PHOTO CREDITS: © Sarah Rushton-Read


    Dave Thorpe, Enlightened Lighting

    LIGHTING DESIGNERS: Nic Ayres, Bath Festival and Chris Yeomans, McFly
    LIGHTING APPLICATION: Touring & Events

    Bath, United Kingdom - The Bath Festival Finale Weekend - a two-day live music spectacular - brought a fitting end to a much-needed public celebration of the arts via the culmination of back-to-back rock and pop concerts at Bath Recreation Ground.


    And while the threat of COVID still looms - UB40 featuring Ali Campbell and Astro pulled out of the show only to be replaced by the legendary Billy Ocean at short notice - both life in the UK, and summer festival dates, are going full steam ahead for many.


    Which is exactly what McFly’s touring party did, as the Brit punk poppers took to the stage and reunited fans in all their excitement in a typically British, rainy field. Would we have it any other way?


    The band were in good company too, with Scooby snack munching Fun Lovin’ Criminals and ‘90s soul icon Gabrielle making up just part of the star-studded bill.


    With McFly’s set prepped and ready for the masses, it was a chance for Enlightened Lighting’s Dave Thorpe, the festival’s lighting vendor, to deploy their newly purchased VL2600 PROFILE and WASH fixtures and VL10s for both the in-house festival rig and the visiting engineers.

- Set of tasks
a) According to the festival lighting article, why did Billy Ocean perform at the Finale Weekend? Answer in one to three sentences.
b) From the festival lighting article, list every act named as performing at the Finale Weekend, leaving out any act that withdrew.
c) Continue the festival lighting article from its final sentence.
The records that come next are separate material and are not part of the festival lighting article.

- Data under study
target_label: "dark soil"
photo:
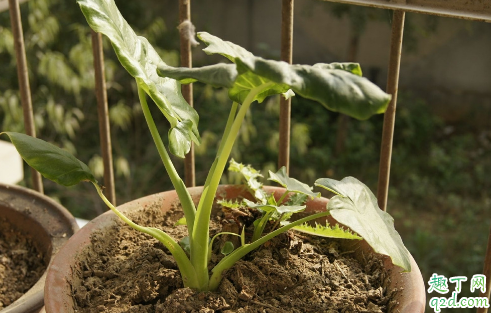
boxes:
[0,218,46,310]
[72,201,398,313]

- Answers to the exercise
a) UB40 featuring Ali Campbell and Astro pulled out of the show. Billy Ocean was brought in at short notice to replace them.

b)
- McFly
- Billy Ocean
- Fun Lovin' Criminals
- Gabrielle

c)
    Thorpe comments: “When we bought the VL2600s and the VL10s it was our first foray into the larger moving light market. We looked at a lot of brands, but we wanted something that stood out above the rest. At the demo we were struck by the quality of the fixture build and the quality of light that comes out of the front.”


    Eager to see how they performed for festival lighting designer Nic Ayres and McFly’s visiting lighting designer, Chris Yeomans, the new inventory didn’t disappoint in action.


    Yeomans comments: “This is the first time I have come across the VL2600s and the VL10s in a festival rig and they are fantastic, I definitely want to use them again. The fixtures were incredibly bright, even during the morning’s programming session. The standard features, color mixing, gobo selection, prism layering, zoom range, and overall output, far surpassed anything I’ve used so far this festival season."


    “For me, versatility from fixtures is key for festival rigs, I prefer having hybrid fixtures cross-over fixture types, such as wash beams, as they make for a more interesting show by offering a range of effects from one unit. It also makes for a cleaner looking, more uniform rig. The VL10 BEAMWASH and VL2600 PROFILE offered a huge range of possibilities from two fixture types.”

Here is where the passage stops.